• _Exercise 1_: From the Beatrice Beeby biography, reproduce the passage from "New Zealand educator (1903–1991)" to "present-day Playcentre organisation.".
• _Exercise 2_: According to the Beatrice Beeby biography, who taught Education to Beeby and Clarence?
• _Exercise 3_:
Decide whether each statement agrees with the Beatrice Beeby biography. Answer yes or no and quote the deciding words.
(a) Beeby's father edited a newspaper in Timaru.
(b) Beeby first met Clarence Beeby at Canterbury University College.
(c) Beeby died in Wellington.

- Born: Beatrice Eleanor Newnham 1903 New Zealand
- Died: 20 December 1991 (aged 87–88) Lower Hutt, New Zealand
- Occupation: Educator
- Spouse: Clarence Beeby ​(m. 1926)​
- Children: Christopher

= Beatrice Beeby =

New Zealand educator (1903–1991)

Beatrice Eleanor Beeby (1903 – 20 December 1991) was a New Zealand educator. She was key figure in the establishment of the nursery playcentre movement in New Zealand, which developed into the present-day Playcentre organisation.

== Early years ==
Beeby was born Beatrice Eleanor Newnham. Her father was a newspaper editor in Timaru, and her mother a schoolteacher.

She met Clarence Beeby while they were students at Christchurch Teachers' Training College. Beeby and Clarence were interested in drama and were foundation members of the Canterbury University College Drama Club. Beeby acted in and directed the drama club's productions. Beeby and Clarence studied Education under James Shelley, a newly arrived lecturer from England, and his ideas influenced them.

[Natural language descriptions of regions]
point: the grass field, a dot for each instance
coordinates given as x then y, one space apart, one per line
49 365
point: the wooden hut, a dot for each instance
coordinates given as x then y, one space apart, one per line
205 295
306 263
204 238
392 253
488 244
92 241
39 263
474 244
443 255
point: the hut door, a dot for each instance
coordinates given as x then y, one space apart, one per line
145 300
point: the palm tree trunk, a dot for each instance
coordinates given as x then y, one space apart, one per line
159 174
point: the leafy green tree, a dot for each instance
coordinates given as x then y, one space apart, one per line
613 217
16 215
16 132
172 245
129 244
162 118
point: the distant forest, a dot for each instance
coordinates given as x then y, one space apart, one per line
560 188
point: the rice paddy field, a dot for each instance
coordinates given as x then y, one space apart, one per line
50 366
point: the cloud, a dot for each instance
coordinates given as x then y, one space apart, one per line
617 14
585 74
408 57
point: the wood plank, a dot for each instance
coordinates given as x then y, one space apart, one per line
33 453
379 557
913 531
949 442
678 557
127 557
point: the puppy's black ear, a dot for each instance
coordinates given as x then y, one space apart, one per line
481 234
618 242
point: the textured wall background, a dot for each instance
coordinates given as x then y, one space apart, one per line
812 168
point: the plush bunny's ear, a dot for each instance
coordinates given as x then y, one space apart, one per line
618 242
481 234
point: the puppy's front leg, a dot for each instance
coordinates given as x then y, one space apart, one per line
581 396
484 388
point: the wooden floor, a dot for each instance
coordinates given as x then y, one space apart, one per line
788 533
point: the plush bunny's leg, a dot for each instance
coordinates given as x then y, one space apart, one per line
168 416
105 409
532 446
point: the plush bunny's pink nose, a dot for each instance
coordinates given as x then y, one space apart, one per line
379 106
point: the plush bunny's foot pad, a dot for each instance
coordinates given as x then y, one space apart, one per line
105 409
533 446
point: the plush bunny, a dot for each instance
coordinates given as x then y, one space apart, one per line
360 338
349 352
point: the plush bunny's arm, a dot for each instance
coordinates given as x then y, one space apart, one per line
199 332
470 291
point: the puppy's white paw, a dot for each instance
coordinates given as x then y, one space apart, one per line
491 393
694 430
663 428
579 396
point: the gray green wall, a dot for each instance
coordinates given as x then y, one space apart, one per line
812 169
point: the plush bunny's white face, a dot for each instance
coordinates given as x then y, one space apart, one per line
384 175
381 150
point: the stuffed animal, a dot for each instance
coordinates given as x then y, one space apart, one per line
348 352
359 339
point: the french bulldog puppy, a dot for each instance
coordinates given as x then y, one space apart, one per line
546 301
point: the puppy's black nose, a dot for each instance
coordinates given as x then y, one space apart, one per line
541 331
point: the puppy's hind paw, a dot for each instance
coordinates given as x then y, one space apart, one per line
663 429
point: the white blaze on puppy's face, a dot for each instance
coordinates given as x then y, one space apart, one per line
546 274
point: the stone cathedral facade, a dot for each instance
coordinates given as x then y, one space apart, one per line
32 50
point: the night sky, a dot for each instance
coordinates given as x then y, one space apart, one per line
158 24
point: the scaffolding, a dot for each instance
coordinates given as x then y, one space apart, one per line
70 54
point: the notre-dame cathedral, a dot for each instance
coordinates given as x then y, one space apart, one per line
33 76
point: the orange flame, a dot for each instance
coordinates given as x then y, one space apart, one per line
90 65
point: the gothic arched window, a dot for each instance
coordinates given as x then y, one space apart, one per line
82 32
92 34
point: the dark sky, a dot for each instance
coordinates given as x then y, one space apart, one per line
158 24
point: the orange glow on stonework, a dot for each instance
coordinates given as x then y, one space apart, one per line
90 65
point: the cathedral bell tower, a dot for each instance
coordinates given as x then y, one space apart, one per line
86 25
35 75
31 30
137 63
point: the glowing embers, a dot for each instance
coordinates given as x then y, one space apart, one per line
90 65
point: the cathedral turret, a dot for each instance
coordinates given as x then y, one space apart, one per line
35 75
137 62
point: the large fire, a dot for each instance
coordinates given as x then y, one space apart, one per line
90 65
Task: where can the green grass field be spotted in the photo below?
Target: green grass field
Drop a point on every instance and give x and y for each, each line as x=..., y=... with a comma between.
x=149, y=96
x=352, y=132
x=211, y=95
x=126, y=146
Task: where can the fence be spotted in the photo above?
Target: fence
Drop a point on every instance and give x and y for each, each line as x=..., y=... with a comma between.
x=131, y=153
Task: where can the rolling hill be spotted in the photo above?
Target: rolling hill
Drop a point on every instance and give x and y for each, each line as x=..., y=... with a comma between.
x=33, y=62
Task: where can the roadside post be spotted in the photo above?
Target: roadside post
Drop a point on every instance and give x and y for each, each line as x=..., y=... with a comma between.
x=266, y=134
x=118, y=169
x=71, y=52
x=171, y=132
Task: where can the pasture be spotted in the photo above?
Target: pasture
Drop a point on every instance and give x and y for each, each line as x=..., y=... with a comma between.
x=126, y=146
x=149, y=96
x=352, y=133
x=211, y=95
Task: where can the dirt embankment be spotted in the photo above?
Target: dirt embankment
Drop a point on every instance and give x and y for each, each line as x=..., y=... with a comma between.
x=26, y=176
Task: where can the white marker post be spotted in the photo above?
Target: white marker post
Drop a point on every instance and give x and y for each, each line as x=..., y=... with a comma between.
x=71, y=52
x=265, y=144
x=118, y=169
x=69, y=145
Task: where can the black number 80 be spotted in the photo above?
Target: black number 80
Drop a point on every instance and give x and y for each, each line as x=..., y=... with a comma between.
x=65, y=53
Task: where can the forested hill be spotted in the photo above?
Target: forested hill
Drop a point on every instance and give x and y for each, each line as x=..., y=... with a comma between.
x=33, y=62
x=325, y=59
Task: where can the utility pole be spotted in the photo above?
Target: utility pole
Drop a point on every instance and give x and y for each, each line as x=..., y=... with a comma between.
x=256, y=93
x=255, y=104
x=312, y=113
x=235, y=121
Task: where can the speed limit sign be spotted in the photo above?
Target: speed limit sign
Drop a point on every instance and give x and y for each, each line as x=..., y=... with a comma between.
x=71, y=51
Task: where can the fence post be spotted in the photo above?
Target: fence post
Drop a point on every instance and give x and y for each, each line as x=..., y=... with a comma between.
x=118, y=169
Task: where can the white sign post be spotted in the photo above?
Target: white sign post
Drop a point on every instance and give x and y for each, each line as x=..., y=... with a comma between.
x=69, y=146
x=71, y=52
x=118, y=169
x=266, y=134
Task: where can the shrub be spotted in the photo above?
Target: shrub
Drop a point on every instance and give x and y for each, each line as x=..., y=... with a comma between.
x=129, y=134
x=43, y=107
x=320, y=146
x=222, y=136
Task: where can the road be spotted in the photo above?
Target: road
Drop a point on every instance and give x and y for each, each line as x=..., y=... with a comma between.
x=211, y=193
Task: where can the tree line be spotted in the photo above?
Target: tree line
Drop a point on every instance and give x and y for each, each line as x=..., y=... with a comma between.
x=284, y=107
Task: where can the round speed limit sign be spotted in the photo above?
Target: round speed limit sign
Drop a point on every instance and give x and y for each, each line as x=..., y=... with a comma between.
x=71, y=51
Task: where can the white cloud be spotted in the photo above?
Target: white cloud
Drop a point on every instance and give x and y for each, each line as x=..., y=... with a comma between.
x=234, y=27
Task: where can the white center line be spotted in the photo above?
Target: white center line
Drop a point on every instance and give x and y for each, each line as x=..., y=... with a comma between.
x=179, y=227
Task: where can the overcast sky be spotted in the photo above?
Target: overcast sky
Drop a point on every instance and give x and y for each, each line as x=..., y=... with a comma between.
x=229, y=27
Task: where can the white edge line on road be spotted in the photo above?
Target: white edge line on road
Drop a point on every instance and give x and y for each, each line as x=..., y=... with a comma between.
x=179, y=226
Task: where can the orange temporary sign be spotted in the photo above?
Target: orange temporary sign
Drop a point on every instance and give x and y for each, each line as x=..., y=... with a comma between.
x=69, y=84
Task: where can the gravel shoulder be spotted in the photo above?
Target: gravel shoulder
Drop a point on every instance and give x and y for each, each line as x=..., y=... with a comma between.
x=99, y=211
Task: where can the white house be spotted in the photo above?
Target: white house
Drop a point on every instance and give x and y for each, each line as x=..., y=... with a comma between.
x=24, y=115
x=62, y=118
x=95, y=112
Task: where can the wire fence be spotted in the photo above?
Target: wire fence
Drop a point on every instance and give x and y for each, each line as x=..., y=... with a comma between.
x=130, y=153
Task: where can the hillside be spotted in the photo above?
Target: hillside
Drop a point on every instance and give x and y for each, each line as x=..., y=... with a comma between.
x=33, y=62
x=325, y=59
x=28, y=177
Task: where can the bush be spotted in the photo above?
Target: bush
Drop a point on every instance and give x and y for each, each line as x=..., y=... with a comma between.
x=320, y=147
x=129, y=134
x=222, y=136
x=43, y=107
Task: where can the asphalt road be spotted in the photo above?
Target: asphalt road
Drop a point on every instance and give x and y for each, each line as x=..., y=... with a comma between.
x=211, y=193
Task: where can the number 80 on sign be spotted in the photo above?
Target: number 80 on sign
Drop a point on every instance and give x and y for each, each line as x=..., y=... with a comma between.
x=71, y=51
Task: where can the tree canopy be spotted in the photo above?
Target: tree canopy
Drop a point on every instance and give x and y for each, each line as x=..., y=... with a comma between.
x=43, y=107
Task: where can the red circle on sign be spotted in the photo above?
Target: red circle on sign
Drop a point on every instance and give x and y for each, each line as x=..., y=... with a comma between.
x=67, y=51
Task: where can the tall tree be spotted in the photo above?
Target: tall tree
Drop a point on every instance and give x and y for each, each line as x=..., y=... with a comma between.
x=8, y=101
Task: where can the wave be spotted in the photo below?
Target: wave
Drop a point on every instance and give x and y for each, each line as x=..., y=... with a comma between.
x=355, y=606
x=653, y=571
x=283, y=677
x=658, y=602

• _Written answer 1_:
New Zealand educator (1903–1991)

Beatrice Eleanor Beeby (1903 – 20 December 1991) was a New Zealand educator. She was key figure in the establishment of the nursery playcentre movement in New Zealand, which developed into the present-day Playcentre organisation.

• _Written answer 2_: James Shelley, a newly arrived lecturer from England.

• _Written answer 3_:
(a) Yes: "Her father was a newspaper editor in Timaru"
(b) No: "She met Clarence Beeby while they were students at Christchurch Teachers' Training College"
(c) No: "Died: 20 December 1991 (aged 87–88) Lower Hutt, New Zealand"